▶ Extrait
Nous ne savons pas non plus s’il y a eu des « protocoles secrets » et des annexes aux accords de certains pays avec les nazis. Il ne nous reste qu’à les croire « sur parole ». Ainsi, les documents sur les négociations anglo-allemandes secrètes restent toujours classés. Dans ce contexte, nous exhortons tous les pays à intensifier l’ouverture de leurs archives, à publier des documents jusque-là inconnus de l’avant-guerre et de la guerre, comme le fait la Russie ces dernières années. Nous sommes prêts à une large coopération dans ce domaine, à des projets de recherche conjoints d’historiens.
Mais revenons aux événements qui ont précédé la Seconde Guerre mondiale. Il était naïf de croire qu’après avoir démantelé la Tchécoslovaquie, Hitler n’avancerait pas de nouvelles revendications territoriales. Cette fois-ci à son récent complice dans le démembrement de la Tchécoslovaquie, la Pologne. Le prétexte était d’ailleurs, ici aussi, l’héritage de Versailles, la situation du couloir de Dantzig. La tragédie vécue ensuite par la Pologne est entièrement sur la conscience des dirigeants polonais de l’époque qui ont empêché la signature d’une alliance militaire anglo-franco-soviétique et compté sur l’aide de partenaires occidentaux en plaçant leur peuple sous le rouleau compresseur de la machine de destruction nazie.
L’offensive allemande s’est développée en totale conformité avec la doctrine de la Blitzkrieg. Malgré une résistance acharnée et héroïque de l’armée polonaise, les troupes allemandes étaient à la périphérie de Varsovie une semaine après le début de la guerre, le 8 septembre 1939. Tandis que l’élite militaire et politique de la Pologne avait, au 17 septembre, fui en Roumanie, trahissant son peuple qui a continué à lutter contre les envahisseurs.

▶ Consigne
Extrayez sans rien changer de l'extrait sur l'avant-guerre tout ce qui va de « L’offensive allemande s’est » jusqu'à « contre les envahisseurs. ».

▶ Liste des items
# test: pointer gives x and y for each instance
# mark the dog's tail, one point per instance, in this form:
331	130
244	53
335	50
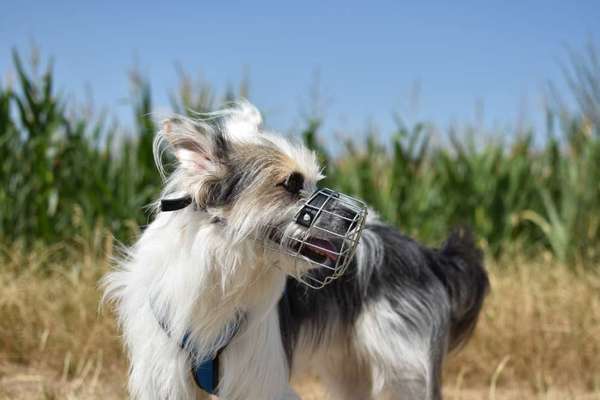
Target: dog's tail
467	283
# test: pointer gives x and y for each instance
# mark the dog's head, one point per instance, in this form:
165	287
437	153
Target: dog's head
262	187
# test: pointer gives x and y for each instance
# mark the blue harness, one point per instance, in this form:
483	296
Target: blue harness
204	370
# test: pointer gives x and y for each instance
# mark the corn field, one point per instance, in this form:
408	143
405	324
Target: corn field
67	174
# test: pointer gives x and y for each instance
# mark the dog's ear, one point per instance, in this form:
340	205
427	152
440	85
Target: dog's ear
196	145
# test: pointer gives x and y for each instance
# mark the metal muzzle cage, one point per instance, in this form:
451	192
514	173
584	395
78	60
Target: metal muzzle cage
329	228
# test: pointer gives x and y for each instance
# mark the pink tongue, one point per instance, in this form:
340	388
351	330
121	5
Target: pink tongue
323	247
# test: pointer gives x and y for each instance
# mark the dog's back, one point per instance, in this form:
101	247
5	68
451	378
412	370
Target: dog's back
387	324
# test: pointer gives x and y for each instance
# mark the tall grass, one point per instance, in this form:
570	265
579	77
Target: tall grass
67	174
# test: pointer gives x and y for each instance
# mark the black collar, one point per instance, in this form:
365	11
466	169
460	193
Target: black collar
176	203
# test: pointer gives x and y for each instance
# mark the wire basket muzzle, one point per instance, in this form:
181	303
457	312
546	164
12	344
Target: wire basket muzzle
327	230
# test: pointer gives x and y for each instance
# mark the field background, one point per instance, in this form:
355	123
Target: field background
73	185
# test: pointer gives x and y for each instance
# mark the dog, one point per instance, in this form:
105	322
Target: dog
214	275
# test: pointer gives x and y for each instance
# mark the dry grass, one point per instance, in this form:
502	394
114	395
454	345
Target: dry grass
539	335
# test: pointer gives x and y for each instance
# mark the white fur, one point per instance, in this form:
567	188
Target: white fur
196	277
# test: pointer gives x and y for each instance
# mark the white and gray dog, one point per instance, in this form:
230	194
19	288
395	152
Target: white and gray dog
218	276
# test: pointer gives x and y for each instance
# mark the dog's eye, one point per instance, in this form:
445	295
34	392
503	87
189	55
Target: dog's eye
293	183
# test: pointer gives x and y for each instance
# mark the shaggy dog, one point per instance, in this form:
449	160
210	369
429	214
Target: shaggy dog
217	277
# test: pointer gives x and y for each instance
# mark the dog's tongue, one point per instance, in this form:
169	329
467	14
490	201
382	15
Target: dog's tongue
323	247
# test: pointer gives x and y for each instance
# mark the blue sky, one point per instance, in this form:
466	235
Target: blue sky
370	56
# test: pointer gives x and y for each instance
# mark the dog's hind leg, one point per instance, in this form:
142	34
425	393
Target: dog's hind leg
406	354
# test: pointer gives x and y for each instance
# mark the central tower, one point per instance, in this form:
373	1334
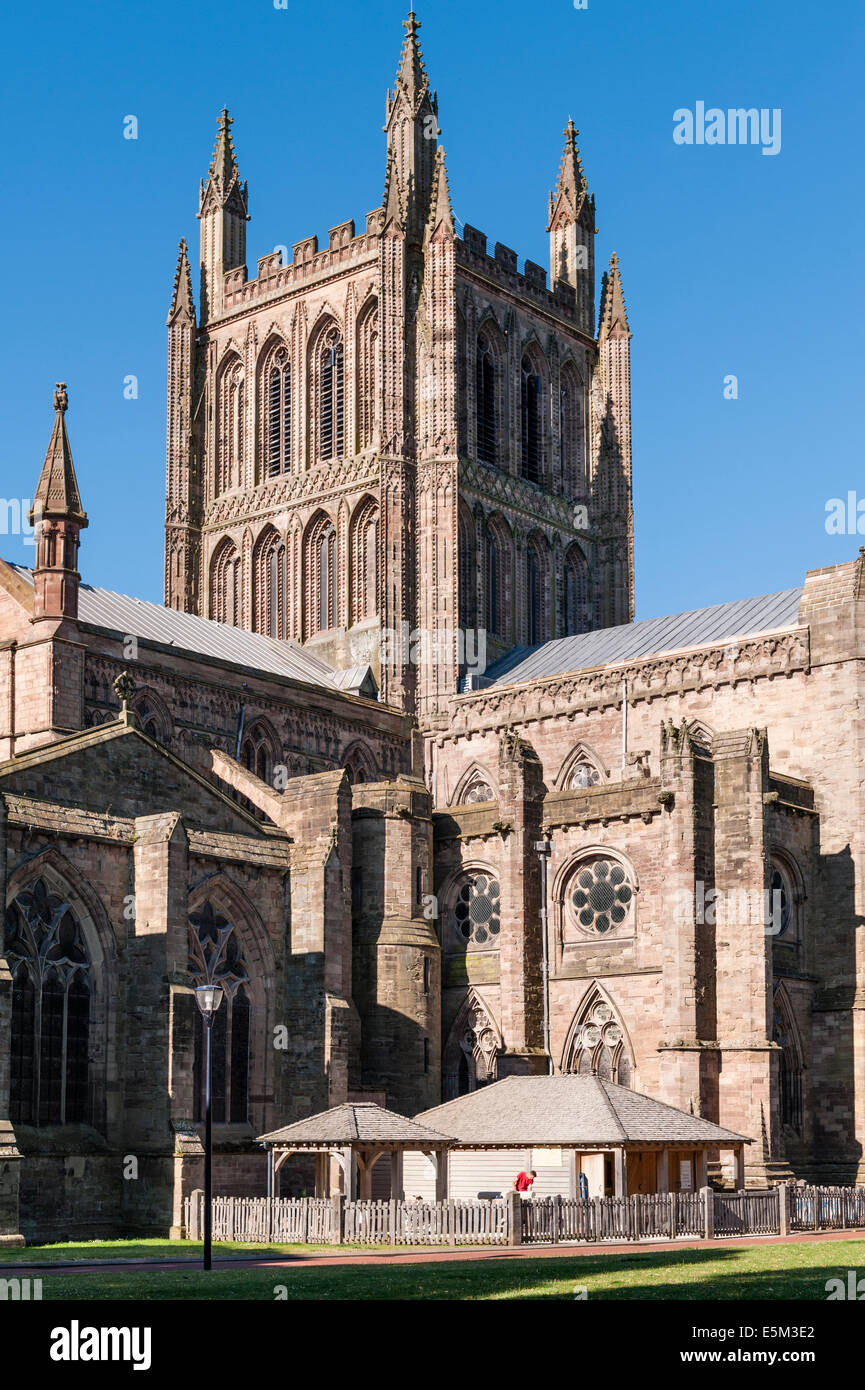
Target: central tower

▶ Corrigé
L’offensive allemande s’est développée en totale conformité avec la doctrine de la Blitzkrieg. Malgré une résistance acharnée et héroïque de l’armée polonaise, les troupes allemandes étaient à la périphérie de Varsovie une semaine après le début de la guerre, le 8 septembre 1939. Tandis que l’élite militaire et politique de la Pologne avait, au 17 septembre, fui en Roumanie, trahissant son peuple qui a continué à lutter contre les envahisseurs.